Copy out every line below, requests included. Multiply each bounding-box coordinate in the answers by 0.75 and round it to the nearest whole number, rounding halves up.

(Entries from an annotation dataset)
'''
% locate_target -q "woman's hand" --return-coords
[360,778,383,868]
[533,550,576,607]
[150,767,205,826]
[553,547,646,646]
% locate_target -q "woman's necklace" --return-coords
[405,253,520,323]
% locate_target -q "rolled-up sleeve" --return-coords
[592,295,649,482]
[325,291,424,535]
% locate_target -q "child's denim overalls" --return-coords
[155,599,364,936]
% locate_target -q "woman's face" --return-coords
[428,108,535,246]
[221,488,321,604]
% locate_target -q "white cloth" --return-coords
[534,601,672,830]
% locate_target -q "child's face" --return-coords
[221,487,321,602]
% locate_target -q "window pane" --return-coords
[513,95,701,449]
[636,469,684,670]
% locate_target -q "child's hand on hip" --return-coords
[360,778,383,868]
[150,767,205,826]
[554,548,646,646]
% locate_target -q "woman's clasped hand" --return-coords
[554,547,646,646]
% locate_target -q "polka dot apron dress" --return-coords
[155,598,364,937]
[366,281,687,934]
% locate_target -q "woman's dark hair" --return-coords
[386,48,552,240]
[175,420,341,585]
'''
> [WRITTEN SOLUTION]
% locate_target -q "woman's hand" --return-coords
[270,584,287,651]
[400,413,432,455]
[113,575,154,620]
[415,410,485,485]
% locate_target -q "woman's necklace" --return-coords
[304,190,390,242]
% locate_target -q "rolled-up sleeve" --return-coords
[444,221,487,362]
[244,218,318,401]
% locate_target -q "child's denim overalls" --return-coords
[116,449,273,702]
% locate_target -q "woman's face" --return-coords
[321,81,401,185]
[166,366,241,453]
% locate_target -q "white cloth" --return-coords
[401,451,504,623]
% locate_target -q "child's face" --return-coords
[166,365,241,452]
% locate_target -q "window pane" --return-coords
[385,71,526,337]
[477,352,513,503]
% locate_target -q "child's hand on hip" --return-coords
[270,584,287,651]
[113,575,154,620]
[416,411,485,485]
% locate_target -q "woman's clasped hand" --return-coords
[416,410,485,485]
% locate_target -q "polka dot apron dress" --return-coords
[116,449,273,703]
[275,211,515,701]
% locate_target -q "woman's dark hair" --return-coords
[290,36,414,180]
[131,315,256,439]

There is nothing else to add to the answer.